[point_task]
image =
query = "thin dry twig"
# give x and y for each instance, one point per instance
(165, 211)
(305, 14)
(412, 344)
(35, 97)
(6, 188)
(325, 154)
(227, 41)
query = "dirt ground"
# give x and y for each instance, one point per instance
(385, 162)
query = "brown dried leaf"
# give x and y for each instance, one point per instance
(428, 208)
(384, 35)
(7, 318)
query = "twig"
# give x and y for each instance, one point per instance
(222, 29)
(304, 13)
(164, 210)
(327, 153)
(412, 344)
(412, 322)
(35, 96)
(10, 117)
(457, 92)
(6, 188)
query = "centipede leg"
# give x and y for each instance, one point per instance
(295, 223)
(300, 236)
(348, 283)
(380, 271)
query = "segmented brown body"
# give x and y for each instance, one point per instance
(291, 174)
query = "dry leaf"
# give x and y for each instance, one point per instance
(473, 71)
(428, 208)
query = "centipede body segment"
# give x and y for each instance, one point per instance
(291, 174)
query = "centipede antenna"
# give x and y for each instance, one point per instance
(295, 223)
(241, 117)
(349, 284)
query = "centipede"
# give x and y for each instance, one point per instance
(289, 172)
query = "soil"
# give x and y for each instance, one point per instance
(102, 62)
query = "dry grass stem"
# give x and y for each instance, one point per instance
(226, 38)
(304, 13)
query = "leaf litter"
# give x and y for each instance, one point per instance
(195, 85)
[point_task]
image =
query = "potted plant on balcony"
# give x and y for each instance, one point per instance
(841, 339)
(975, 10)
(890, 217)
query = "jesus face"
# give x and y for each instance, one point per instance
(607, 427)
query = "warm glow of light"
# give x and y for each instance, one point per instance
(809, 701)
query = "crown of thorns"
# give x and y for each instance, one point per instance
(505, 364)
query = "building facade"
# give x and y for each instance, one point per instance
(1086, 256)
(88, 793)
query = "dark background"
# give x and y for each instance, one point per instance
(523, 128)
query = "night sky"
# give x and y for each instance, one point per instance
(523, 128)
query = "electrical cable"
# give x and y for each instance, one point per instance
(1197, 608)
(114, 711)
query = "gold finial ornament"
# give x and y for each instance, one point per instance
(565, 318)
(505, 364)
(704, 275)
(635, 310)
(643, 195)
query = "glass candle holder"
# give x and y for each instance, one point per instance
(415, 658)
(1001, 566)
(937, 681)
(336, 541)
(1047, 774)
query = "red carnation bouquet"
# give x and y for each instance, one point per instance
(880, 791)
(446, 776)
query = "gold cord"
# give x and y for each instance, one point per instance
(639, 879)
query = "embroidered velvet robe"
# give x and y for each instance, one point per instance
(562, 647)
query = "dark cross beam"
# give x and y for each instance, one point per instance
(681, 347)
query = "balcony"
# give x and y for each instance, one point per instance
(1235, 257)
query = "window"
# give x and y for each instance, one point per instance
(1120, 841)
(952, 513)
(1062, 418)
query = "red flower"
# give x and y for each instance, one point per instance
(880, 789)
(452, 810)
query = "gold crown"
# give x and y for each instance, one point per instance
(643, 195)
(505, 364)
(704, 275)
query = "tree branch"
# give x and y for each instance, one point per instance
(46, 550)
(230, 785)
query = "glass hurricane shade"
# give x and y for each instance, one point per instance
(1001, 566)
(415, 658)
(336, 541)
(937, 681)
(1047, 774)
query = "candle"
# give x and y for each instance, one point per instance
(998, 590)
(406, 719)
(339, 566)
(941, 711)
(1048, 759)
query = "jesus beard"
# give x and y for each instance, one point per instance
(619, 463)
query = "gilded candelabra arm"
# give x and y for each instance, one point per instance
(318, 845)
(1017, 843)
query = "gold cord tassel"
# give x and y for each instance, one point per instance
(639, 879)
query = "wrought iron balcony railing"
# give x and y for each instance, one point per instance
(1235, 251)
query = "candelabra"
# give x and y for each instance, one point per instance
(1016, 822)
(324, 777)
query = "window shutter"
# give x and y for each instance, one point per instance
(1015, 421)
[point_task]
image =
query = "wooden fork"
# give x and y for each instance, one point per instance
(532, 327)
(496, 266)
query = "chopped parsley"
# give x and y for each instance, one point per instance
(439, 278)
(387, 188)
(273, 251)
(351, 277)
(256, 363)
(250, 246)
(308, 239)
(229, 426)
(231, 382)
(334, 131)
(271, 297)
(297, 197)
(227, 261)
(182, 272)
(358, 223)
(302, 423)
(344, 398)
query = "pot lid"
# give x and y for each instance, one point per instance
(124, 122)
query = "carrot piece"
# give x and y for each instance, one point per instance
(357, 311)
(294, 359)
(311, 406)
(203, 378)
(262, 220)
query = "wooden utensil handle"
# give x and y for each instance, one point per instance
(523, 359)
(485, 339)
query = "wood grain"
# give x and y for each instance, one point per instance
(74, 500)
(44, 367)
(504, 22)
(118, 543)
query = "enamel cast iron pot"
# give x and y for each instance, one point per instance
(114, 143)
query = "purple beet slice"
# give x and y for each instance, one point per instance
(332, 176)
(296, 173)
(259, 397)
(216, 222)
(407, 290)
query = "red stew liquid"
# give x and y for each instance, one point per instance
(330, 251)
# # # # # # #
### Work instructions
Which of the lines above contain the word "wooden"? Copy each of them in full.

### Output of the task
query = "wooden fork"
query = "wooden utensil handle"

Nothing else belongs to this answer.